*** Provided records ***

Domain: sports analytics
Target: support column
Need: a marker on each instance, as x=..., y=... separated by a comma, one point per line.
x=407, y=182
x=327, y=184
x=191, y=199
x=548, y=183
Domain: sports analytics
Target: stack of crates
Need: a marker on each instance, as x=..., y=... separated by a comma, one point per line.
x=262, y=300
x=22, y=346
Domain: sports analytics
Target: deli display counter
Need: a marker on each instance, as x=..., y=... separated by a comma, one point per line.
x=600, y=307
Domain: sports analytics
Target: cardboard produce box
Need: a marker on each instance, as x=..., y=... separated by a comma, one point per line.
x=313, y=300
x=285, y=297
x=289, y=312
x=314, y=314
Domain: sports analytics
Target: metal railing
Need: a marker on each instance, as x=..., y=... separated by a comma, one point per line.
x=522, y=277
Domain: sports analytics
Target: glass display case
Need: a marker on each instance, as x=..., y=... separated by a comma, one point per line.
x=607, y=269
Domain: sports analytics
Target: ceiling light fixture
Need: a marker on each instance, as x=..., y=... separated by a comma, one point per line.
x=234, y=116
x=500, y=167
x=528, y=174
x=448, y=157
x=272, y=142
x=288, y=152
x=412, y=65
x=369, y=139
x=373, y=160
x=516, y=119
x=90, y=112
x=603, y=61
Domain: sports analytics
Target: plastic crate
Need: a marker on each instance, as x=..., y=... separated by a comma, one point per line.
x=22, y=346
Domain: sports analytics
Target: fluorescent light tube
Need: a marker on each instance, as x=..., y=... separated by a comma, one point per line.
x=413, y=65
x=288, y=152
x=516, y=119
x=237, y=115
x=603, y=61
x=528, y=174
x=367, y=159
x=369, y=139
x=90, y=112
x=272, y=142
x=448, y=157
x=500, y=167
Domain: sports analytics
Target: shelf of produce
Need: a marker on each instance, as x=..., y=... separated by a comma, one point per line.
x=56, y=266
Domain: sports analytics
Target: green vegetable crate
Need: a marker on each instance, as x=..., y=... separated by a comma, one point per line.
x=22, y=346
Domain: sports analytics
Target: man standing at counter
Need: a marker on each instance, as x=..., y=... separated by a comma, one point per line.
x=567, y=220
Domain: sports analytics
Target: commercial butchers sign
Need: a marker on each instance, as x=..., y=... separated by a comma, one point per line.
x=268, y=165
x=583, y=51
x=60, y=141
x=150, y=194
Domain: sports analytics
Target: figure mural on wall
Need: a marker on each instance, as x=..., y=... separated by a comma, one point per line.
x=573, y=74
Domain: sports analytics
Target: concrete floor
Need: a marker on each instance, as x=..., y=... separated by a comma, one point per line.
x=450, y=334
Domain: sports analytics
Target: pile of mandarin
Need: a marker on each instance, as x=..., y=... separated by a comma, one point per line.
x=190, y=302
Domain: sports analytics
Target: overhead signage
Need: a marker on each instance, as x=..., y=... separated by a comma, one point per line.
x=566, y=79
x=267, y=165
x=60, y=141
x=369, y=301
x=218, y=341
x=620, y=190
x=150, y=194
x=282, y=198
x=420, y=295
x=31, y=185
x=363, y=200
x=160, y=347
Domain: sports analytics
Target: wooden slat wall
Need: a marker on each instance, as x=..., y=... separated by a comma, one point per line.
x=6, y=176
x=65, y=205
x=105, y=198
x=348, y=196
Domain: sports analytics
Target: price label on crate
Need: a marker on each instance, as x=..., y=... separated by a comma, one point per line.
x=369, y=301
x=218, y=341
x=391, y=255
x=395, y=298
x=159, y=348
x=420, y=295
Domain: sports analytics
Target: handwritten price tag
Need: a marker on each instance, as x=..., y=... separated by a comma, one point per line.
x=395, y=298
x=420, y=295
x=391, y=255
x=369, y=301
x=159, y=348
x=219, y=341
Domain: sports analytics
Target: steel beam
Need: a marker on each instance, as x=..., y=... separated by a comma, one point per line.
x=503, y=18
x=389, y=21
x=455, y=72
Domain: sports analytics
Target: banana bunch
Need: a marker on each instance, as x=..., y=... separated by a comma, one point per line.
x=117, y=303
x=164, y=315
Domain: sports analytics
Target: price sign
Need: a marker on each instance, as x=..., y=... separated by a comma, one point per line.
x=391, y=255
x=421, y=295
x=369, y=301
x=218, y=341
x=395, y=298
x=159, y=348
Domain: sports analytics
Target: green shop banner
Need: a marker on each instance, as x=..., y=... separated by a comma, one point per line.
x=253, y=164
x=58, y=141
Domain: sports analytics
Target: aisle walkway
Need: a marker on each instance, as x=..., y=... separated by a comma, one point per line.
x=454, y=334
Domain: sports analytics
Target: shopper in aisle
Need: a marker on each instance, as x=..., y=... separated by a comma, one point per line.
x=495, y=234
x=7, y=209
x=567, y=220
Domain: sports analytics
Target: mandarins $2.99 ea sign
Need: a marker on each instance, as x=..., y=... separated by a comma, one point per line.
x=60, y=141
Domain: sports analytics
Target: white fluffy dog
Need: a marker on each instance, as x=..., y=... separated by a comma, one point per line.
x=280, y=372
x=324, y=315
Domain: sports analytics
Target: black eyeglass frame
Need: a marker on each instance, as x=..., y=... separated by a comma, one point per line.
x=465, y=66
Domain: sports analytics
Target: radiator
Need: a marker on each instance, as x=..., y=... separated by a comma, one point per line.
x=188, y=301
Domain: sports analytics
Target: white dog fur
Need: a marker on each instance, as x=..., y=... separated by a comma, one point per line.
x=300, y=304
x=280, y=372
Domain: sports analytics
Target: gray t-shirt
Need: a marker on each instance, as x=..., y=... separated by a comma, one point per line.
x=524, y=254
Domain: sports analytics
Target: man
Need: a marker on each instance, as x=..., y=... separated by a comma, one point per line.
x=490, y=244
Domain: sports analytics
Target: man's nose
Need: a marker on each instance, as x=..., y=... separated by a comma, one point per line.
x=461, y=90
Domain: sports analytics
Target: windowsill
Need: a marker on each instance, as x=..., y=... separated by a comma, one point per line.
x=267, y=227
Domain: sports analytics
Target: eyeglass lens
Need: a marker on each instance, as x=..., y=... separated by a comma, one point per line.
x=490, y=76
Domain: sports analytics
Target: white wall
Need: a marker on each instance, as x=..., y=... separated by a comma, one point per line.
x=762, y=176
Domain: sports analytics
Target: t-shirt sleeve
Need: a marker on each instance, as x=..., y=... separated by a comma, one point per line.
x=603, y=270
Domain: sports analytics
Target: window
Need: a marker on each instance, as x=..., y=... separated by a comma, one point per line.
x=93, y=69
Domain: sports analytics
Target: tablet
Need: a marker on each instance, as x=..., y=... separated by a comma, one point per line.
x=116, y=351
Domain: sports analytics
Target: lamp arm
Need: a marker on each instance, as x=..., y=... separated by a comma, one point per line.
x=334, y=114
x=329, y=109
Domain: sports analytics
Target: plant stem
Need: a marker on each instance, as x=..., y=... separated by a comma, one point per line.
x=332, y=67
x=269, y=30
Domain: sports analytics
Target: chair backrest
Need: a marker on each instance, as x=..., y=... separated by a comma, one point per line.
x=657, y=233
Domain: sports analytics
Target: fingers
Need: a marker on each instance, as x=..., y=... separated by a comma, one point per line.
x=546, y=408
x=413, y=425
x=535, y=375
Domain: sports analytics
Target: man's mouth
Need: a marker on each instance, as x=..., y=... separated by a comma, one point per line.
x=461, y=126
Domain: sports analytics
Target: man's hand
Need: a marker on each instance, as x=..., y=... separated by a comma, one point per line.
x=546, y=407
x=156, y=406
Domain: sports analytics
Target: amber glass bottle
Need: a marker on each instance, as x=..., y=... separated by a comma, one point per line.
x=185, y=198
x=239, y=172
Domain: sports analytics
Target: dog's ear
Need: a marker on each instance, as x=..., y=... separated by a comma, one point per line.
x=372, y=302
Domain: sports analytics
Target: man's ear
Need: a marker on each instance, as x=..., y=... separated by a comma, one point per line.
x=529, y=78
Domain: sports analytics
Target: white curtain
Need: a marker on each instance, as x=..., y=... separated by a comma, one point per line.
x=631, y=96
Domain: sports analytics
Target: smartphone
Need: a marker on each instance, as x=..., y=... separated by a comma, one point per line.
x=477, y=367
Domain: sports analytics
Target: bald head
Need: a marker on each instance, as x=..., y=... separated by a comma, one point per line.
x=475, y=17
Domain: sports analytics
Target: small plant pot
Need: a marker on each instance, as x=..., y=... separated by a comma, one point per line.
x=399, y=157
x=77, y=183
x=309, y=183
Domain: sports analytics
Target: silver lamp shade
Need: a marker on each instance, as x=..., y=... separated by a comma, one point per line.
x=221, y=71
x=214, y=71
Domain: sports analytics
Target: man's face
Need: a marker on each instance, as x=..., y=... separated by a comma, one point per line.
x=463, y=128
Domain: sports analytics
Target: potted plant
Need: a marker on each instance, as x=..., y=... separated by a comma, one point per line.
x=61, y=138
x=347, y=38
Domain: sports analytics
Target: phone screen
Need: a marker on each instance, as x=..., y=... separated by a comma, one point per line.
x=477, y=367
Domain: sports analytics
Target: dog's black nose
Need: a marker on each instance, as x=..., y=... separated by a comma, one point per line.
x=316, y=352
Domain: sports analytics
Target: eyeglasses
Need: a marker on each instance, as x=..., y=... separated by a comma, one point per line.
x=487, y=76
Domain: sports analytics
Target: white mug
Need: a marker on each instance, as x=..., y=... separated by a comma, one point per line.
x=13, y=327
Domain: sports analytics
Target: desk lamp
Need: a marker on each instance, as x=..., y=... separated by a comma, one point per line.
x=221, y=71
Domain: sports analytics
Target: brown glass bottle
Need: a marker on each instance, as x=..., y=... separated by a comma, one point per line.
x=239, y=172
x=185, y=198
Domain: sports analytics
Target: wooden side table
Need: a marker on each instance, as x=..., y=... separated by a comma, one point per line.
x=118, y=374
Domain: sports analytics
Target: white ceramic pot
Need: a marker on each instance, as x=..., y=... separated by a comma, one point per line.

*** End of Provided records ***

Problem to solve: Using the entries above, output exactly the lines between the line holding "Target: commercial butchers sign" and the line holding "Target: aisle walkway", end lines included, and nothing more.

Reply to the exercise:
Target: commercial butchers sign
Need: a marker on each instance, as x=..., y=... separated by a comma, one point per line.
x=268, y=165
x=583, y=51
x=60, y=141
x=150, y=194
Domain: sports analytics
Target: figure mural on wall
Need: a marker on each instance, as x=..., y=... separated by a comma, one point per line.
x=573, y=74
Domain: sports analytics
Target: concrete floor
Need: a marker on each instance, as x=..., y=... separated by a comma, one point per line.
x=450, y=334
Domain: sports analytics
Target: pile of mandarin
Need: a marker on each instance, as x=..., y=... separated by a comma, one point per line.
x=190, y=302
Domain: sports analytics
Target: overhead signage
Need: a marker on each instance, as x=..., y=... separated by a comma, one point per line.
x=566, y=79
x=267, y=165
x=60, y=141
x=369, y=301
x=218, y=341
x=620, y=190
x=150, y=194
x=282, y=198
x=420, y=295
x=31, y=185
x=363, y=200
x=160, y=347
Domain: sports analytics
Target: wooden slat wall
Need: a marker on each instance, as x=..., y=... separated by a comma, one point per line.
x=6, y=176
x=65, y=205
x=105, y=198
x=348, y=196
Domain: sports analytics
Target: price label on crate
Need: a marker on each instance, as x=..., y=... separated by a comma, one point per line.
x=369, y=301
x=218, y=341
x=391, y=255
x=395, y=298
x=159, y=348
x=420, y=295
Domain: sports analytics
Target: handwritten price tag
Need: a marker on each instance, as x=..., y=... separated by a comma, one point per line.
x=395, y=298
x=420, y=295
x=391, y=255
x=369, y=301
x=159, y=348
x=219, y=341
Domain: sports analytics
Target: steel beam
Need: a marker on each instance, as x=..., y=... separated by a comma, one point per line.
x=503, y=18
x=389, y=21
x=455, y=72
Domain: sports analytics
Target: banana bunch
Need: a marker on each instance, as x=..., y=... separated by a comma, one point per line.
x=117, y=303
x=164, y=315
Domain: sports analytics
Target: price sign
Need: a marker on each instance, as x=..., y=... separated by a comma, one point per line.
x=391, y=255
x=421, y=295
x=369, y=301
x=218, y=341
x=395, y=298
x=159, y=348
Domain: sports analytics
Target: green shop banner
Need: a marker on each instance, as x=..., y=... separated by a comma, one point per line.
x=253, y=164
x=58, y=141
Domain: sports analytics
Target: aisle walkway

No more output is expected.